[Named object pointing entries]

◆ ◆ ◆ ◆

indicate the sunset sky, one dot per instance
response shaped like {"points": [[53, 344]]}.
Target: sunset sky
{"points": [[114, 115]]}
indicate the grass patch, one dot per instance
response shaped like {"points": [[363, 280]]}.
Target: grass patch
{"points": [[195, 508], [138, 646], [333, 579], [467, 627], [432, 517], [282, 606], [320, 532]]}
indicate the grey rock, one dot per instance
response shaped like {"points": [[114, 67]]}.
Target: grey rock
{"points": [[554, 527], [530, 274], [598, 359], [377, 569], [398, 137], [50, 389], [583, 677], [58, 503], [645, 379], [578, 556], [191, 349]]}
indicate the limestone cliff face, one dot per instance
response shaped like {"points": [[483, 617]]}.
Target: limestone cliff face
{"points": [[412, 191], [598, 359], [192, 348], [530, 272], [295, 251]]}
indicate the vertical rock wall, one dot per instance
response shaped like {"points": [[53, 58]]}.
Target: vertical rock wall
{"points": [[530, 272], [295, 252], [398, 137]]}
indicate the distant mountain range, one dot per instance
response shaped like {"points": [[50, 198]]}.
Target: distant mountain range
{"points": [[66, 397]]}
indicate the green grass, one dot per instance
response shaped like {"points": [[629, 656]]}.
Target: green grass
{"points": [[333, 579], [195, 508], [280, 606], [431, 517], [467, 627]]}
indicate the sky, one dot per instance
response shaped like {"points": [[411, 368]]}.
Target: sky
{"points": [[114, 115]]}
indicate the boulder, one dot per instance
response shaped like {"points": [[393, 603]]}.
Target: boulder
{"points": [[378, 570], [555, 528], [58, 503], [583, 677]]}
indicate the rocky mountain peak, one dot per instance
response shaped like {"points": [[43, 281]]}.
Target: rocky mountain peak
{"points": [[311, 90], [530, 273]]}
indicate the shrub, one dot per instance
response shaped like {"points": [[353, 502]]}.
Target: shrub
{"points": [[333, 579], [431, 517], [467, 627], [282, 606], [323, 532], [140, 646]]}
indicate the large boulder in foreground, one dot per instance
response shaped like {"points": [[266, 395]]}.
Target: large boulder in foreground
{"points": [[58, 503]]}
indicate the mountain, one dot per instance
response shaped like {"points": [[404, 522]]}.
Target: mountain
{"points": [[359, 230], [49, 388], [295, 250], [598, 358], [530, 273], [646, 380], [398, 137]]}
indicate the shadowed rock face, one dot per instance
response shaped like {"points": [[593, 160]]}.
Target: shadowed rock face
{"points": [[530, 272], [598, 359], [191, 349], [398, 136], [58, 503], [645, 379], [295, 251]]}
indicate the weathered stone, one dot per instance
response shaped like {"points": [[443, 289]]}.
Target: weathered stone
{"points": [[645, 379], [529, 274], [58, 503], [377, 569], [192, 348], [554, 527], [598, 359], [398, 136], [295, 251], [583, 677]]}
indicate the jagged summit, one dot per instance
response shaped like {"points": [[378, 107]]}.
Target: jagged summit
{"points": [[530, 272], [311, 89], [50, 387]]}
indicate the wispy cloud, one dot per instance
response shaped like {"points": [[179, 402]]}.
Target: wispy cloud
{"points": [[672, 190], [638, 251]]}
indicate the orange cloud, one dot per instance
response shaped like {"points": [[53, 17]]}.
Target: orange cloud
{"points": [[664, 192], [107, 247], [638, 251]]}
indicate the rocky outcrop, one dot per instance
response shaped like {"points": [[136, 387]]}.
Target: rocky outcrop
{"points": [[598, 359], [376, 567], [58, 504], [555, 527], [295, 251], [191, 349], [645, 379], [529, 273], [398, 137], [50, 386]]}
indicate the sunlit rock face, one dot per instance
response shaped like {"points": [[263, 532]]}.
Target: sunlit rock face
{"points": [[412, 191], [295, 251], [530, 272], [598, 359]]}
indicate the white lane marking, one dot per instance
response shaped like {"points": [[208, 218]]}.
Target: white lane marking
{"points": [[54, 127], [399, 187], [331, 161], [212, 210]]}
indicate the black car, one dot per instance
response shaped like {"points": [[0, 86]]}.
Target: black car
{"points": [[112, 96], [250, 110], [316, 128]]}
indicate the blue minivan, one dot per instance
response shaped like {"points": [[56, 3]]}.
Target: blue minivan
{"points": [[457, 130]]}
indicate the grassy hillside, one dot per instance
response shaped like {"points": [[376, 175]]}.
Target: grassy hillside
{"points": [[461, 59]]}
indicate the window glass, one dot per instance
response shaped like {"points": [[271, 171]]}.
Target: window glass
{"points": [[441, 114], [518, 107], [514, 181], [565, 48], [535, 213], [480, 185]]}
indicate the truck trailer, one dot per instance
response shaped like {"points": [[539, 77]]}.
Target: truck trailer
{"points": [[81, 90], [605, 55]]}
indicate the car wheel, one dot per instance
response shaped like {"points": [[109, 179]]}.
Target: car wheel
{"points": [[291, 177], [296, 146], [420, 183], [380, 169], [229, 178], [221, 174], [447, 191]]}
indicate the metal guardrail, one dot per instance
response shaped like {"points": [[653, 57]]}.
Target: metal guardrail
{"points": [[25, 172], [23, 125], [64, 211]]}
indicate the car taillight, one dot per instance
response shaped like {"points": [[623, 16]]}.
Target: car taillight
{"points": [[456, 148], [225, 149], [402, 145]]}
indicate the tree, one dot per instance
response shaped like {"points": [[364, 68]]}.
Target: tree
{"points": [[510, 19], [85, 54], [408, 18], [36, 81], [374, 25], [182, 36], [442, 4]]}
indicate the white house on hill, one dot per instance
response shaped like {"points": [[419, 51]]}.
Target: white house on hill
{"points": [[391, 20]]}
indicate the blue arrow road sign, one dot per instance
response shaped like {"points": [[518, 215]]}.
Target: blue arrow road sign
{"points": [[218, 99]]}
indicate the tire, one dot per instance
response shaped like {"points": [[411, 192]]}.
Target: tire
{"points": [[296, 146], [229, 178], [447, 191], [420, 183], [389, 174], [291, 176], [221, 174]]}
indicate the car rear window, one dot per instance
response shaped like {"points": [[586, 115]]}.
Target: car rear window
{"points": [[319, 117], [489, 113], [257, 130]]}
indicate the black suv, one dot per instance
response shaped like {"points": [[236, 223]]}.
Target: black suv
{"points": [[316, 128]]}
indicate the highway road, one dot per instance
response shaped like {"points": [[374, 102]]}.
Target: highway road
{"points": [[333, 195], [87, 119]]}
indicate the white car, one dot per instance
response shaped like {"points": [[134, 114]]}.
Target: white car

◆ ◆ ◆ ◆

Problem requirements
Repeat the preceding lines exactly, please, every one of them.

Solution
indicate the sunset sky, one dot per instance
response shaped like {"points": [[53, 344]]}.
Target: sunset sky
{"points": [[114, 115]]}
indicate the grass patch, one dot per instance
response shaped like {"points": [[363, 280]]}.
Target: grass patch
{"points": [[195, 508], [138, 646], [333, 579], [467, 627], [432, 517], [282, 606], [320, 532]]}
indicate the grey rock, one dot per instance
response shaped like {"points": [[114, 67]]}.
Target: grey rock
{"points": [[554, 527], [530, 274], [598, 359], [377, 569], [398, 137], [50, 389], [583, 677], [58, 503], [645, 379], [578, 556], [191, 349]]}
indicate the limestone cliff face, one dot per instance
response shaped like {"points": [[483, 617]]}.
Target: limestone cliff face
{"points": [[412, 191], [598, 359], [192, 348], [530, 272], [295, 251]]}
indicate the vertical rock wall, one dot per instance
response shaped like {"points": [[53, 58]]}.
Target: vertical rock wall
{"points": [[530, 272], [295, 252], [398, 137]]}
indicate the distant mountain range, one dot per instance
response shaped like {"points": [[50, 198]]}.
Target: distant mountain range
{"points": [[66, 397]]}
indicate the green grass, one dot per instance
response shaped like {"points": [[629, 656]]}.
Target: green grass
{"points": [[333, 579], [195, 508], [280, 606], [431, 517], [467, 627]]}
indicate the sky, one dot per instance
response shaped like {"points": [[411, 368]]}.
Target: sky
{"points": [[114, 115]]}
indicate the boulder, one dot per instance
response shaped like {"points": [[393, 603]]}.
Target: boulder
{"points": [[378, 570], [555, 528], [58, 503], [583, 677]]}
indicate the rocky mountain peak, one dot per instance
response shaped like {"points": [[43, 281]]}.
Target: rocky mountain peak
{"points": [[311, 90], [530, 273]]}
indicate the shrub, one dot per instance
response shaped like {"points": [[353, 502]]}.
Target: shrub
{"points": [[333, 579], [431, 517], [467, 627], [282, 606], [323, 532], [140, 646]]}
indicate the large boulder in foreground, one dot per instance
response shaped like {"points": [[266, 395]]}.
Target: large boulder in foreground
{"points": [[58, 503]]}
indicate the mountain, one dot per instance
response shaped like {"points": [[404, 522]]}.
Target: mountain
{"points": [[359, 230], [49, 388], [295, 250], [598, 358], [530, 273], [646, 380], [398, 137]]}
indicate the shadowed rock face, one dot per instance
response shaped like {"points": [[593, 160]]}.
Target: shadowed rock face
{"points": [[530, 272], [598, 359], [191, 349], [398, 136], [58, 503], [645, 379], [295, 251]]}
indicate the weathered stone, one dot per instance
response shaped like {"points": [[443, 289]]}.
Target: weathered stone
{"points": [[645, 379], [529, 274], [58, 503], [377, 569], [192, 348], [554, 527], [598, 359], [398, 136], [295, 251], [583, 677]]}
indicate the jagged summit, one dot per instance
response shaped like {"points": [[378, 107]]}.
Target: jagged summit
{"points": [[530, 272], [311, 89], [50, 387]]}
indicate the wispy cloud, one dot per instance
response shaped like {"points": [[179, 402]]}.
Target: wispy cloud
{"points": [[672, 190], [638, 251]]}
indicate the orange cloud, one dot per instance
response shaped like {"points": [[53, 17]]}.
Target: orange cloud
{"points": [[664, 192], [107, 247], [638, 251]]}
indicate the rocky outcrop, one dot per instance
response shaped like {"points": [[136, 387]]}.
Target: rocky outcrop
{"points": [[598, 359], [376, 567], [58, 504], [555, 527], [295, 251], [191, 349], [645, 379], [529, 273], [398, 137], [50, 386]]}
indicate the sunlit rock face, one dot per instance
response shaped like {"points": [[263, 532]]}.
Target: sunlit rock face
{"points": [[412, 191], [295, 251], [530, 272], [598, 359]]}
indicate the white lane marking, one dot per instance
response shaped like {"points": [[208, 218]]}.
Target: white lane marking
{"points": [[54, 127], [399, 187], [331, 161], [212, 210]]}
indicate the black car, one dot per instance
response shaped like {"points": [[0, 86]]}.
Target: black car
{"points": [[112, 96], [250, 110], [316, 128]]}
indicate the blue minivan, one dot per instance
response shaped like {"points": [[56, 3]]}.
Target: blue minivan
{"points": [[457, 130]]}
indicate the grassy hillside, one dot per instance
response shaped like {"points": [[376, 175]]}.
Target: grassy hillside
{"points": [[461, 59]]}
indicate the window glass, one dot per instance
response shaped like {"points": [[271, 171]]}.
Target: window glass
{"points": [[441, 114], [518, 107], [514, 181], [565, 48], [535, 213], [480, 185]]}
indicate the truck trailer, one dot per instance
response shaped like {"points": [[539, 77]]}.
Target: truck trailer
{"points": [[81, 90], [605, 55]]}
indicate the car wheel, one dot per instance
response shaped like {"points": [[109, 179]]}.
Target: car wheel
{"points": [[291, 177], [296, 146], [420, 183], [380, 169], [229, 178], [221, 174], [447, 191]]}
indicate the metal guardrail, one dot per instance
response shaped like {"points": [[653, 57]]}.
Target: metal guardrail
{"points": [[25, 172], [23, 125], [64, 211]]}
indicate the car taillight, one dot per instance
response shaped like {"points": [[623, 16]]}.
Target: car taillight
{"points": [[456, 148], [225, 149], [402, 145]]}
indicate the tree, one dot per instance
response shaped like {"points": [[364, 68]]}.
Target: tree
{"points": [[510, 19], [85, 54], [408, 18], [36, 81], [374, 25], [182, 36], [442, 4]]}
indicate the white house on hill, one dot per instance
response shaped like {"points": [[419, 51]]}.
Target: white house on hill
{"points": [[391, 20]]}
indicate the blue arrow road sign, one dot per instance
response shaped like {"points": [[518, 215]]}.
Target: blue arrow road sign
{"points": [[218, 99]]}
indicate the tire, one dot per instance
response shaped like {"points": [[411, 192]]}.
Target: tire
{"points": [[296, 146], [229, 178], [447, 191], [420, 183], [389, 174], [291, 176], [221, 174]]}
indicate the car rear window, one dot per instance
response shaped like {"points": [[586, 115]]}.
Target: car rear window
{"points": [[319, 117], [489, 113], [257, 130]]}
indicate the black suv, one dot per instance
response shaped like {"points": [[236, 223]]}.
Target: black suv
{"points": [[316, 128]]}
indicate the highway road, one dot per instance
response shaped like {"points": [[374, 102]]}.
Target: highway road
{"points": [[333, 195], [87, 119]]}
indicate the white car, one dot per instance
response shaped like {"points": [[134, 114]]}.
Target: white car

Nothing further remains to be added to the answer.